> _Task_
Reproduce all of the listing below without alteration.

********

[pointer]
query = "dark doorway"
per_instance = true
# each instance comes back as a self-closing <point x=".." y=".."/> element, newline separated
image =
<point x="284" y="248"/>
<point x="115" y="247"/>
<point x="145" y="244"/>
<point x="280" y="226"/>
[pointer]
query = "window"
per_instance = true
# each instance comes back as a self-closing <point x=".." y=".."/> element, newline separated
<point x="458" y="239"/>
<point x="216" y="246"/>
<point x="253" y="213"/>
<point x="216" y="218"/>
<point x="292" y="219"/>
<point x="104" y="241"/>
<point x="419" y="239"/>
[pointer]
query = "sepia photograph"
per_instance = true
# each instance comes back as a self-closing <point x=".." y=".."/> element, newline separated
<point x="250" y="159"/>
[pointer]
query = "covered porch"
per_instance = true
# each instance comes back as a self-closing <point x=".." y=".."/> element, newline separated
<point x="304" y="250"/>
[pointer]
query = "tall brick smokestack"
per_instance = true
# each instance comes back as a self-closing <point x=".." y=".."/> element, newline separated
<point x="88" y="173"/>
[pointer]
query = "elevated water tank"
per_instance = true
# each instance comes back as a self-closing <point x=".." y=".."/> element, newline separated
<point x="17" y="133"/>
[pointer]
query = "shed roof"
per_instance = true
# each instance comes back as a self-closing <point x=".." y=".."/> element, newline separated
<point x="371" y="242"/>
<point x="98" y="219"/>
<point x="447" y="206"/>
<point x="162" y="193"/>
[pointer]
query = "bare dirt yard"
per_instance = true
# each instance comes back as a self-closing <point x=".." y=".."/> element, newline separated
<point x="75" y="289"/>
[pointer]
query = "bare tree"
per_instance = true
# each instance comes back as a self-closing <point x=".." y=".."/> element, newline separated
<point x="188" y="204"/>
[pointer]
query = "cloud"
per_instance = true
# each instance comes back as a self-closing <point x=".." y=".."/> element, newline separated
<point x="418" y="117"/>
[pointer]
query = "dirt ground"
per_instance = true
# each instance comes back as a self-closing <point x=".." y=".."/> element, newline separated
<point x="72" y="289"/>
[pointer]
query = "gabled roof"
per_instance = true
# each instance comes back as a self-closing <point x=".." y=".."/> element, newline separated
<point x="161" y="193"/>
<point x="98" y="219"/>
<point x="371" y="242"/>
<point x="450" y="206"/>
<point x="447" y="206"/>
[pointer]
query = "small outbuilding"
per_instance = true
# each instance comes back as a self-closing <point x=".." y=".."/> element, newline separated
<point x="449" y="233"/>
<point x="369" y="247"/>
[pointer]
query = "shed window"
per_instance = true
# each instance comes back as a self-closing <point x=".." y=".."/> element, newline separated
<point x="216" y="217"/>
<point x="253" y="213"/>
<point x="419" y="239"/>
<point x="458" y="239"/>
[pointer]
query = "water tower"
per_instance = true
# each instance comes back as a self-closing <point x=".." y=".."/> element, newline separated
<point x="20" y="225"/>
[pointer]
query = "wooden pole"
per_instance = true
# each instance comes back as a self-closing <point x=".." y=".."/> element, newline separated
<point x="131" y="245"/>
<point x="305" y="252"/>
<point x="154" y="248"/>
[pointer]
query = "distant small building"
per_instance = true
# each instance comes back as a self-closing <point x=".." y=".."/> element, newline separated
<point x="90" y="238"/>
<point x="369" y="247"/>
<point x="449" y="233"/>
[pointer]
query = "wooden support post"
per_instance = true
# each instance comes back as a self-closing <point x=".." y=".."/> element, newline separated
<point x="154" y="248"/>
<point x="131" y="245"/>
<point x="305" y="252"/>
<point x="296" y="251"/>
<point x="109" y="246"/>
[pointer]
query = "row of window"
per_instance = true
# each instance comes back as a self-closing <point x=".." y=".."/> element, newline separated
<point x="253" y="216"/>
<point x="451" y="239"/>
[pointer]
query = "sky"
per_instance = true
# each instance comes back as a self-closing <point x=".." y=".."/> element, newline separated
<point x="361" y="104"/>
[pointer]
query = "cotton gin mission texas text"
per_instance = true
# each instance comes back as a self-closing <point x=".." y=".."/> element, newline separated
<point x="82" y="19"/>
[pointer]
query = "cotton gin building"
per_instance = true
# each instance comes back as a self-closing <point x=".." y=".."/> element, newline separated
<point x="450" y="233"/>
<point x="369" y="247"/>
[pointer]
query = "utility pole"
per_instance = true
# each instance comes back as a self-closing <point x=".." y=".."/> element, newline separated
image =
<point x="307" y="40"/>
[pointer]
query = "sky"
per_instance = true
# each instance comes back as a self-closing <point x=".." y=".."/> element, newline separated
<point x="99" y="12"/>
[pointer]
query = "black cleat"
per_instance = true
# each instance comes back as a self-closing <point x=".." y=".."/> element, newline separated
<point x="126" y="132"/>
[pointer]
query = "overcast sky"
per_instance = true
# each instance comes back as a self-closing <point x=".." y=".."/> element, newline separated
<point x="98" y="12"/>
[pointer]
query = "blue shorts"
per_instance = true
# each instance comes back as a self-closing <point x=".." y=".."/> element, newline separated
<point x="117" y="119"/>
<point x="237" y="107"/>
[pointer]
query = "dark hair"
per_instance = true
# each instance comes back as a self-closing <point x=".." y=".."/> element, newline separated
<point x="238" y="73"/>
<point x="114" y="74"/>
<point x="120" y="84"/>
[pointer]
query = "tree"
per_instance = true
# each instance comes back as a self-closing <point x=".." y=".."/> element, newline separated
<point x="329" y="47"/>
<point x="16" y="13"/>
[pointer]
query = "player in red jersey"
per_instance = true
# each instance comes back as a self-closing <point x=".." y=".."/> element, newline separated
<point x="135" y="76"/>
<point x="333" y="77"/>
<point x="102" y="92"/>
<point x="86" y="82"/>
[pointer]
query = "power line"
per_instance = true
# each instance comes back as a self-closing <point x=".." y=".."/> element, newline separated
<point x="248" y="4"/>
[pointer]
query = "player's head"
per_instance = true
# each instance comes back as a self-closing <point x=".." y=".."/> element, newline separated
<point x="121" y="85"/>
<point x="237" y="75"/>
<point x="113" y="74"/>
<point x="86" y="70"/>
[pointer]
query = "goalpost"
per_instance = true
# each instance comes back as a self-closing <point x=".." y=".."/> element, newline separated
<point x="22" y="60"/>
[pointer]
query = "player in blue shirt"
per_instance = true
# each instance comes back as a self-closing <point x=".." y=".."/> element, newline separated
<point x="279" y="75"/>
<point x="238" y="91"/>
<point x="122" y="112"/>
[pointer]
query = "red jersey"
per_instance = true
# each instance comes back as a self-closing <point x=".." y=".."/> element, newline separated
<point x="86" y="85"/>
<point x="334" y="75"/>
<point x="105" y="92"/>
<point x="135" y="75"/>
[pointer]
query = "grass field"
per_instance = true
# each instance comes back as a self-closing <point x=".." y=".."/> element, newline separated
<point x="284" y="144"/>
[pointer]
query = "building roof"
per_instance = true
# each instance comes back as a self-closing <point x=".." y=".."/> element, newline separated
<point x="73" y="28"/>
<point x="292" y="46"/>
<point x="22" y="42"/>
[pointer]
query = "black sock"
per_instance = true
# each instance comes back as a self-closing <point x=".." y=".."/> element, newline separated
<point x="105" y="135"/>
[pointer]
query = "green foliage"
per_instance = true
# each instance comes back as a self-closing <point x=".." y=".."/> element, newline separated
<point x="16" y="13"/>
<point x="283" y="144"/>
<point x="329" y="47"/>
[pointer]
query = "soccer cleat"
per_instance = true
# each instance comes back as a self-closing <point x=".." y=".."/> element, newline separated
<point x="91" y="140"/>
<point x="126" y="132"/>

********

> _Written reply_
[pointer]
query = "dark doorway"
per_instance = true
# each instance comes back as a self-closing <point x=".." y=".."/> element, newline separated
image =
<point x="284" y="248"/>
<point x="115" y="247"/>
<point x="145" y="244"/>
<point x="280" y="226"/>
[pointer]
query = "window"
per_instance = true
# each instance comes back as a self-closing <point x=".." y=".."/> element, newline separated
<point x="458" y="239"/>
<point x="216" y="246"/>
<point x="253" y="213"/>
<point x="216" y="218"/>
<point x="292" y="219"/>
<point x="104" y="241"/>
<point x="419" y="239"/>
[pointer]
query = "sepia photograph"
per_instance = true
# each instance comes back as a self-closing <point x=".." y=".."/> element, newline separated
<point x="250" y="159"/>
[pointer]
query = "covered porch"
per_instance = true
# each instance comes back as a self-closing <point x=".." y=".."/> element, newline separated
<point x="304" y="250"/>
[pointer]
query = "tall brick smokestack"
per_instance = true
# each instance comes back as a self-closing <point x=".." y=".."/> element, newline separated
<point x="88" y="173"/>
[pointer]
query = "elevated water tank"
per_instance = true
# each instance comes back as a self-closing <point x=".." y=".."/> element, newline separated
<point x="17" y="133"/>
[pointer]
query = "shed roof"
per_instance = true
# each instance comes back as a self-closing <point x=".." y=".."/> element, newline separated
<point x="371" y="242"/>
<point x="98" y="219"/>
<point x="447" y="206"/>
<point x="162" y="193"/>
[pointer]
query = "bare dirt yard"
per_instance = true
# each instance comes back as a self-closing <point x=".." y=".."/> element, newline separated
<point x="75" y="289"/>
[pointer]
query = "bare tree"
per_instance = true
# each instance comes back as a self-closing <point x=".." y=".."/> element, newline separated
<point x="188" y="204"/>
[pointer]
query = "cloud"
per_instance = true
# each instance comes back as a self-closing <point x=".." y=".."/> element, newline separated
<point x="418" y="117"/>
[pointer]
query = "dirt ground"
per_instance = true
# each instance comes back as a self-closing <point x=".." y=".."/> element, newline separated
<point x="72" y="289"/>
[pointer]
query = "gabled roof"
per_instance = true
# each instance comes back as a self-closing <point x=".." y=".."/> element, newline separated
<point x="161" y="193"/>
<point x="98" y="219"/>
<point x="371" y="242"/>
<point x="450" y="206"/>
<point x="447" y="206"/>
[pointer]
query = "small outbuilding"
per_instance = true
# each instance comes back as a self-closing <point x=".." y=".."/> element, newline separated
<point x="449" y="233"/>
<point x="369" y="247"/>
[pointer]
query = "shed window"
per_instance = true
# each instance comes back as a self-closing <point x=".." y=".."/> element, newline separated
<point x="216" y="217"/>
<point x="253" y="213"/>
<point x="419" y="239"/>
<point x="458" y="239"/>
[pointer]
query = "water tower"
per_instance = true
# each instance comes back as a self-closing <point x=".." y=".."/> element, newline separated
<point x="20" y="225"/>
[pointer]
query = "wooden pole"
per_instance = true
# each instance comes back as a self-closing <point x=".." y=".."/> element, newline separated
<point x="131" y="245"/>
<point x="305" y="252"/>
<point x="154" y="248"/>
[pointer]
query = "distant small building"
per_instance = true
# each instance comes back as a self-closing <point x=".." y=".."/> element, newline separated
<point x="90" y="238"/>
<point x="369" y="247"/>
<point x="449" y="233"/>
[pointer]
query = "wooden support post"
per_instance = true
# each instance comes back as a self-closing <point x=".." y=".."/> element, newline separated
<point x="154" y="248"/>
<point x="131" y="245"/>
<point x="305" y="252"/>
<point x="296" y="251"/>
<point x="109" y="246"/>
[pointer]
query = "row of window"
per_instance = true
# each instance comes back as a self-closing <point x=".." y=".."/> element, newline separated
<point x="253" y="216"/>
<point x="451" y="239"/>
[pointer]
query = "sky"
per_instance = true
# each instance comes back as a self-closing <point x=".." y=".."/> element, newline separated
<point x="361" y="104"/>
[pointer]
query = "cotton gin mission texas text"
per_instance = true
# each instance comes back as a self-closing <point x=".." y=".."/> element, newline separated
<point x="82" y="19"/>
[pointer]
query = "cotton gin building"
per_instance = true
# each instance comes back as a self-closing <point x=".." y=".."/> element, newline separated
<point x="450" y="233"/>
<point x="369" y="247"/>
[pointer]
query = "utility pole"
per_instance = true
# each instance comes back as a self-closing <point x=".." y=".."/> element, newline separated
image =
<point x="307" y="40"/>
[pointer]
query = "sky"
per_instance = true
# each instance comes back as a self-closing <point x=".." y=".."/> element, newline separated
<point x="99" y="12"/>
[pointer]
query = "black cleat"
per_instance = true
# each instance comes back as a self-closing <point x=".." y=".."/> element, newline separated
<point x="126" y="132"/>
[pointer]
query = "overcast sky"
per_instance = true
# each instance comes back as a self-closing <point x=".." y=".."/> element, newline separated
<point x="98" y="12"/>
[pointer]
query = "blue shorts"
per_instance = true
# each instance comes back as a self-closing <point x=".." y=".."/> element, newline separated
<point x="117" y="119"/>
<point x="237" y="107"/>
[pointer]
query = "dark hair"
per_instance = true
# each instance comes back as a self-closing <point x=".." y=".."/> element, newline separated
<point x="238" y="73"/>
<point x="114" y="74"/>
<point x="120" y="84"/>
[pointer]
query = "tree"
per_instance = true
# each instance comes back as a self-closing <point x=".." y=".."/> element, newline separated
<point x="329" y="47"/>
<point x="16" y="13"/>
[pointer]
query = "player in red jersey"
per_instance = true
# each instance comes back as a self-closing <point x=".." y=".."/> element, newline separated
<point x="135" y="76"/>
<point x="333" y="77"/>
<point x="102" y="92"/>
<point x="86" y="82"/>
[pointer]
query = "power line"
per_instance = true
# each instance comes back as a self-closing <point x=".." y=".."/> element, newline separated
<point x="248" y="4"/>
[pointer]
query = "player's head"
per_instance = true
# each instance comes back as a self-closing <point x=".." y=".."/> element, newline separated
<point x="121" y="85"/>
<point x="237" y="75"/>
<point x="113" y="74"/>
<point x="86" y="70"/>
[pointer]
query = "goalpost"
per_instance = true
# each instance comes back as a self-closing <point x=".." y=".."/> element, newline separated
<point x="22" y="60"/>
[pointer]
query = "player in blue shirt"
per_instance = true
# each instance comes back as a self-closing <point x=".." y=".."/> element, newline separated
<point x="279" y="75"/>
<point x="238" y="91"/>
<point x="122" y="112"/>
[pointer]
query = "red jersey"
per_instance = true
# each instance comes back as a self-closing <point x=".." y=".."/> element, newline separated
<point x="86" y="85"/>
<point x="334" y="75"/>
<point x="105" y="92"/>
<point x="135" y="75"/>
[pointer]
query = "grass field"
per_instance = true
# each instance comes back as a self-closing <point x=".." y=".."/> element, newline separated
<point x="284" y="144"/>
[pointer]
query = "building roof"
per_instance = true
# each instance comes back as a self-closing <point x=".." y=".."/> element, newline separated
<point x="73" y="28"/>
<point x="292" y="46"/>
<point x="22" y="42"/>
[pointer]
query = "black sock"
per_instance = true
# each instance comes back as a self-closing <point x=".." y=".."/> element, newline separated
<point x="105" y="135"/>
[pointer]
query = "green foliage"
per_instance = true
# each instance comes back as a self-closing <point x=".." y=".."/> element, newline separated
<point x="16" y="13"/>
<point x="283" y="144"/>
<point x="329" y="47"/>
[pointer]
query = "soccer cleat"
per_instance = true
# each instance comes back as a self-closing <point x=".." y=".."/> element, newline separated
<point x="91" y="140"/>
<point x="126" y="132"/>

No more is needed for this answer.